***** Text shown *****
Copy this text
ZooScanNet: plankton images captured with the ZooScan
Plankton was sampled with various nets, from bottom or 500m depth to the surface, in many oceans of the world. Samples were imaged with a ZooScan. The full images were processed with ZooProcess which generated regions of interest (ROIs) around each individual object and a set of associated features measured on the object (see Gorsky et al 2010 for more information). The same objects were re-processed to compute features with the scikit-image toolbox http://scikit-image.org. The 1,451,745 resulting objects were sorted by a limited number of operators, following a common taxonomic guide, into 98 taxa, using the web application EcoTaxa http://ecotaxa.obs-vlfr.fr. For the purpose of training machine learning classifiers, the images in each class were split into training, validation, and test sets, with proportions 70%, 15% and 15%.
- The folder ZooScanNet_data.tar contains :
taxa.csv.gz
Table of the classification of each object in the dataset, with columns :
- objid: unique object identifier in EcoTaxa (integer number)
- taxon_level1: taxonomic name corresponding to the level 1 classification
- lineage_level1: taxonomic lineage corresponding to the level 1 classification
- taxon_level2: name of the taxon corresponding to the level 2 classification
- plankton: if the object is a plankton or not (boolean)
- set: class of the image corresponding to the taxon (train : training, val : validation, or test)
- img_path: local path of the image corresponding to the taxon (of level 1), named according to the object id
features_native.csv.gz
Table of metadata of each object including the different features processed by ZooProcess. All features are computed on the object only, not the background. All area/length measures are in pixels. All grey levels are in encoded in 8 bits (0=black, 255=white). With columns:
objid: unique object identifier in EcoTaxa (integer number)
And 48 features:
- area
- mean
- stddev
- mode
- min/max
- perim.
- width,height
- major,minor
- circ.
- feret
- intden
- median
- skew,kurt
- %area
- area_exc
- fractal
- skelarea
- slope
- histcum1,2,3
- nb1,2,3
- symetrieh,symetriev
- symetriehc,symetrievc
- convperim,convarea
- fcons
- thickr:
- esd
- elongation
- range
- centroids
- sr
- perimareaexc
- feretareaexc
- perimferet/perimmajor
- circex
- cdexc
See the “ZooScan” sheet - OBJECT metadata, annotation and measurements - , at https://doi.org/10.5281/zenodo.14704250 for definitions.
***** Provided data *****
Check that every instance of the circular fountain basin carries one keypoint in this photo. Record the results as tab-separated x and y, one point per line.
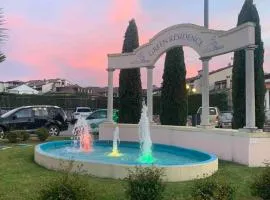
*****
• **Exercise objective**
Continue the ZooScanNet dataset description from where it stops.

• **Result of this exercise**
features_skimage.csv.gz
Table of morphological features recomputed with skimage.measure.regionprops on the ROIs produced by ZooProcess. See http://scikit-image.org/docs/dev/api/skimage.measure.html#skimage.measure.regionprops for documentation.
inventory.tsv
Tree view of the taxonomy and number of images in each taxon, displayed as text. With columns :
- lineage_level1: taxonomic lineage corresponding to the level 1 classification
- taxon_level1: name of the taxon corresponding to the level 1 classification
- n: number of objects in each taxon class
2. Second folder ZooScanNet_imgs.tar contains :
imgs
Directory containing images of each object, named according to the object id objid and sorted in subdirectories according to their taxon.
3. And :
map.png
Map of the sampling locations, to give an idea of the diversity sampled in this dataset.
Disciplines
Biological oceanography
Keywords
plankton, image, ZooScan, WP2, Bongo, Juday-Bogorov, Régent
Location
48.55N, -60.55S, 160E, -142.58W
Devices
Nets:
WP2: 200µm diam 57cm, Bongo: 300µm diam 57cm, Juday-Bogorov: 330µm diam 50cm, Régent: 680µm diam 100cm.
ZooScan and Zooprocess:
Gorsky G, Ohman MD, Picheral M, Gasparini S, Stemmann L, Romagnan JB, Cawood A, Pesant S, García-Comas C, Prejger F. Digital zooplankton image analysis using the ZooScan integrated system. Journal of plankton research. 2010 Mar 1;32(3):285-303.